任务要求 1:
将下列全部记录重新写出，把其中的“evenodd”一律改成“nonzero”，其余内容不变。
#### 给定文段 ####
由于数据中有些类别数据采取不全而采用0值替代的异常值，且数据量较多，可以将异常值去掉

def removezero(x, y):
    nozero = np.nonzero(y)
    y = y[nozero]
    x = np.array(x)
    x = x[nozero]
    return x, y

gender_train, genderlabel = removezero(doc_cev, genderlabel)
age_train, agelabel = removezero(doc_cev, genderlabel)
education_train, educationlabel = removezero(doc_cev, genderlabel)
print (gender_train.shape,genderlabel.shape)
print (age_train.shape,agelabel.shape)
print (education_train.shape,educationlabel.shape)

(87790, 300) (87790,)
(87790, 300) (87790,)
(87790, 300) (87790,)

绘图函数，以性别为例，绘制混淆矩阵

import matplotlib.pyplot as plt
import itertools
%matplotlib inline

def plot_confusion_matix(cm, classes, title='Gender_Confusion matrix', cmap=plt.cm.Blues):
    """
#### 记录 ####
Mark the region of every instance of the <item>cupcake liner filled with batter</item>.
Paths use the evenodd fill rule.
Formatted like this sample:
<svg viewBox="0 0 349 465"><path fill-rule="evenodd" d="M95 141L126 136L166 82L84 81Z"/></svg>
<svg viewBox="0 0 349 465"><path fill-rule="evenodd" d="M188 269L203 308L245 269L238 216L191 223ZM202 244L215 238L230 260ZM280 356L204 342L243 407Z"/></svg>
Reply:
####
任务要求 2:
根据给定文段回答：
(a) 数据中采集不全的类别数据是用什么值替代的？
(b) 三条 print 语句输出的第一个形状中，样本数是多少？
(c) 绘图函数以哪一项为例，绘制的是什么图？

练习答案 1:
Mark the region of every instance of the <item>cupcake liner filled with batter</item>.
Paths use the nonzero fill rule.
Formatted like this sample:
<svg viewBox="0 0 349 465"><path fill-rule="nonzero" d="M95 141L126 136L166 82L84 81Z"/></svg>
<svg viewBox="0 0 349 465"><path fill-rule="nonzero" d="M188 269L203 308L245 269L238 216L191 223ZM202 244L215 238L230 260ZM280 356L204 342L243 407Z"/></svg>
Reply:

练习答案 2:
(a) 用0值替代。
(b) 87790。
(c) 以性别为例，绘制混淆矩阵。